SELECTED EXCERPT -
+===+

Portable ultrasound gives local ER doctors insight

Published 5:45 pm Friday, December 14, 2018

By J.R. Tidwell / Editor

Speed can become a crucial factor when it comes to working in the emergency room at a hospital.

One of the devices that ER physicians at St. Vincent’s Chilton use to help with diagnosing patients is a portable ultrasound machine.

“We have point-of-care ultrasound,” said Dr. Sean Vanlandingham, the medical director of the hospital’s ER department. “Ultrasound is not new necessarily, but the use of it in the ER is. Many people are familiar with ultrasounds, particularly when they are pregnant. In the last 10 years in the field of emergency medicine, ultrasound has become an integral part of how emergency physicians diagnose and treat their patients.”

Vanlandingham said that using portable ultrasound technology allows ER doctors to get a better look at certain types of trauma more rapidly than other methods, which could mean the difference between life or death.

+===+

(Dataset records)
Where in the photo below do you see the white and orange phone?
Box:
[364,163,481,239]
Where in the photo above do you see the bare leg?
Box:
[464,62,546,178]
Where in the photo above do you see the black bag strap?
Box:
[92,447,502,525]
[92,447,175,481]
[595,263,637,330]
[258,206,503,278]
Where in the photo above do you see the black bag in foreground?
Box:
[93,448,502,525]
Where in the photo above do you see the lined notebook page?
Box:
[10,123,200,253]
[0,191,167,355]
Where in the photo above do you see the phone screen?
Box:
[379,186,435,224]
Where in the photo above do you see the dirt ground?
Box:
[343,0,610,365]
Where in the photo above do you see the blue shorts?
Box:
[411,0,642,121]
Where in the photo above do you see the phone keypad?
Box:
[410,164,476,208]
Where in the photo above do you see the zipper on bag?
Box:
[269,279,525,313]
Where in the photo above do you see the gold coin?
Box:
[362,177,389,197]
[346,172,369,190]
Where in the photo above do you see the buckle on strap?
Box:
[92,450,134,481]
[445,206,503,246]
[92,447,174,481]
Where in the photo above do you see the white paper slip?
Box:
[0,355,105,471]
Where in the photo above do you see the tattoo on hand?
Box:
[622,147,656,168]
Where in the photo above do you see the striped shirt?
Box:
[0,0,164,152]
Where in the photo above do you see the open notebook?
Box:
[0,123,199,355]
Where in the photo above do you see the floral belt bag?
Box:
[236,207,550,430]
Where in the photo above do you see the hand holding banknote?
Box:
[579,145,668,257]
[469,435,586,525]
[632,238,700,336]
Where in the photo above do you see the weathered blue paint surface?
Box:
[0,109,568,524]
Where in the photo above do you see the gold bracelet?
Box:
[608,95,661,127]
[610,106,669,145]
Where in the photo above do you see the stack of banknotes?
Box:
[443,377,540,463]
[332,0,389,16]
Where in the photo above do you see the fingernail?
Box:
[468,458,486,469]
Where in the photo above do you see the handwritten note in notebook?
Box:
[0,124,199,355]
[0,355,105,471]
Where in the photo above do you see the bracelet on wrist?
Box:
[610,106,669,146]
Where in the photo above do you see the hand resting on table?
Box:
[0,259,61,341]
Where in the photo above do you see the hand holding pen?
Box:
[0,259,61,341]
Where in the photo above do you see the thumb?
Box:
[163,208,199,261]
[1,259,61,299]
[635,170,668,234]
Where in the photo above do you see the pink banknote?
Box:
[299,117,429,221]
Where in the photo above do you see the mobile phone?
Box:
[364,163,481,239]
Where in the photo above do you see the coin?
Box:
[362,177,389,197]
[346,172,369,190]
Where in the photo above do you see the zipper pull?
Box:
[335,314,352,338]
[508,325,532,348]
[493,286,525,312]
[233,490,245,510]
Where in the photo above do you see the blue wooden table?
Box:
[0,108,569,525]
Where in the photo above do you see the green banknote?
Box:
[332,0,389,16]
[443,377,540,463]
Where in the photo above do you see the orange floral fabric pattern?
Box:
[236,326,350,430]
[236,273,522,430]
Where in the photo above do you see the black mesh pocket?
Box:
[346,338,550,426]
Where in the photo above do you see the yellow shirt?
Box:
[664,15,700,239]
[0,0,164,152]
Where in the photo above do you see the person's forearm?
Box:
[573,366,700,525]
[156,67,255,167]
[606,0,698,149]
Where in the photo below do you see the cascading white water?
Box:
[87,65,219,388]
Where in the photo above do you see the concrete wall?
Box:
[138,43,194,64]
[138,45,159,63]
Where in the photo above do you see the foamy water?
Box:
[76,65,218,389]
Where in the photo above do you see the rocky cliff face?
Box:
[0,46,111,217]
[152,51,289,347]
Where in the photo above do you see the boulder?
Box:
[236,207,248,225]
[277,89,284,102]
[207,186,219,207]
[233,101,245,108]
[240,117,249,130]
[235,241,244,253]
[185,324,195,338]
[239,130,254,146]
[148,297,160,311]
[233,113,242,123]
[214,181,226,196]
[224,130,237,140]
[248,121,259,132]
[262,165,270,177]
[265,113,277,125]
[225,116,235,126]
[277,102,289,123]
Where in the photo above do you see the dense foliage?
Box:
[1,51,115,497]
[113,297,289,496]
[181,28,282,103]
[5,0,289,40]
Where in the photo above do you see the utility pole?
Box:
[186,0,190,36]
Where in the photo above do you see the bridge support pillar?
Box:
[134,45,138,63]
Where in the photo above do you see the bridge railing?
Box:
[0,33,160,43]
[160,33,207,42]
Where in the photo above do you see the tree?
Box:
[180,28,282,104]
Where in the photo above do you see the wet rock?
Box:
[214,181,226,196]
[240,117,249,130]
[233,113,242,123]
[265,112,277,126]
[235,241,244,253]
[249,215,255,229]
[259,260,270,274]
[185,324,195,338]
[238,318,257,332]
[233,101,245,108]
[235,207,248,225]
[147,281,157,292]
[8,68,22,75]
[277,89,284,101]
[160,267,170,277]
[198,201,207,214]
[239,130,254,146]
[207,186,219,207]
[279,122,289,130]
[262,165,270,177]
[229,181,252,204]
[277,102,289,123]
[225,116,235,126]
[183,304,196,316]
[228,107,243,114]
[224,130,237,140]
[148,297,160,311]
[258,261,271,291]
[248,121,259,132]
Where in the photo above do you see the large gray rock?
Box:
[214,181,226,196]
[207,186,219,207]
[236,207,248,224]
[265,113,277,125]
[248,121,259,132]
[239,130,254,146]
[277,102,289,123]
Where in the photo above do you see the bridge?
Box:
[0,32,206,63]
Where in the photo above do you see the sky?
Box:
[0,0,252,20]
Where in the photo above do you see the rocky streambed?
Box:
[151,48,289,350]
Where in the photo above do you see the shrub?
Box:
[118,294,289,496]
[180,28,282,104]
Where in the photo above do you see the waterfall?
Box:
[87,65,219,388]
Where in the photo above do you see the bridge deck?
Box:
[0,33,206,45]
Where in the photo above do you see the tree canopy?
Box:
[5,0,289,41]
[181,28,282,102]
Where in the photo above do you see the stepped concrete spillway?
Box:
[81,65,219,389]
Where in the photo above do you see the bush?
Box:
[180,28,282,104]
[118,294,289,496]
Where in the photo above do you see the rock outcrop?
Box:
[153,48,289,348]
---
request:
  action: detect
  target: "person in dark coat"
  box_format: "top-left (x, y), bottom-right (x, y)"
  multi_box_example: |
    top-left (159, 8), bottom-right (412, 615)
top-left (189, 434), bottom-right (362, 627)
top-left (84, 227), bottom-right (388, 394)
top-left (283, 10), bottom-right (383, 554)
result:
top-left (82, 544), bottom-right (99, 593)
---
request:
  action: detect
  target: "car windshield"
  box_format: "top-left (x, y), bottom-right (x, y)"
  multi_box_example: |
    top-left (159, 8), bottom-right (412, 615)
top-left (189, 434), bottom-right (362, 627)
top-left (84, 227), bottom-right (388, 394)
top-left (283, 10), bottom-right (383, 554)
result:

+===+

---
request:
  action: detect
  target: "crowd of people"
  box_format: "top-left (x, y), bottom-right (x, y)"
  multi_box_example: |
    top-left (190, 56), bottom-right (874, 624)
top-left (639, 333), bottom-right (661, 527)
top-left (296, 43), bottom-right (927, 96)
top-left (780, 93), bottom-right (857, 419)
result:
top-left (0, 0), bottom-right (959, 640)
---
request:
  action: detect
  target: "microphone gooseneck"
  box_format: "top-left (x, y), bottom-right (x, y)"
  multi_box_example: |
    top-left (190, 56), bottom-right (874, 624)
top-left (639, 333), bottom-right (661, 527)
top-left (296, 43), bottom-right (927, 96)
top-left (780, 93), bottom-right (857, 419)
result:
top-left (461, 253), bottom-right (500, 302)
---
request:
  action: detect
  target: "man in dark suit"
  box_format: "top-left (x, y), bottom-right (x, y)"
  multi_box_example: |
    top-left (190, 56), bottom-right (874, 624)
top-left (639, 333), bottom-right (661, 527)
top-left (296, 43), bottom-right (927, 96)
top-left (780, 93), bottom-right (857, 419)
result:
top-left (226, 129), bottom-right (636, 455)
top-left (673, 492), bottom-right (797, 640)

+===+

QUESTIONS ON THE MATERIAL -
a) Answer these questions from the portable ultrasound article:
(i) At which hospital do ER physicians use the portable ultrasound machine?
(ii) What position does Dr. Sean Vanlandingham hold?
(iii) Over how many years has ultrasound become an integral part of emergency medicine?
b) Carry on the portable ultrasound article, picking up after its final sentence.
The listing has no connection to the portable ultrasound article.

ANSWERS TO THE EXERCISE -
a)
(i) St. Vincent's Chilton
(ii) Medical director of the hospital's ER department
(iii) The last 10 years

b)
“A very common exam ER doctors will do is what is called the FAST exam, the Focused Assessment with Sonography for Trauma,” he said. “What that means is if someone has a car accident out on the interstate, they get brought into the ER and they are having horrible abdominal pain, just by looking at them you don’t know yet what all is wrong.

“They might be fine and can go home later with a muscle relaxer, or they might have lacerated their liver and spleen and be in need of emergency surgery. ER physicians can do this FAST exam and literally in less than 60 seconds look in all four quadrants of the abdomen, and we are able to see (things like) if there is any free fluid or blood surrounding the spleen, liver or underneath the bladder. If they have that, we know right away that they have a serious abdominal injury.”

Vanlandingham said the next step upon discovering such a serious injury would be taking the patient to see a trauma surgeon.

“You can do that literally within minutes, whereas before that you have to wait for your CAT scan,” he said. “Even when you do that as fast as possible, that could take 30 minutes. In some cases that 29 minutes makes a big difference for the outcome of the patient.”

Vanlandingham describes himself as an “ultrasound fanatic,” and he sees the technology as a doctor’s new stethoscope.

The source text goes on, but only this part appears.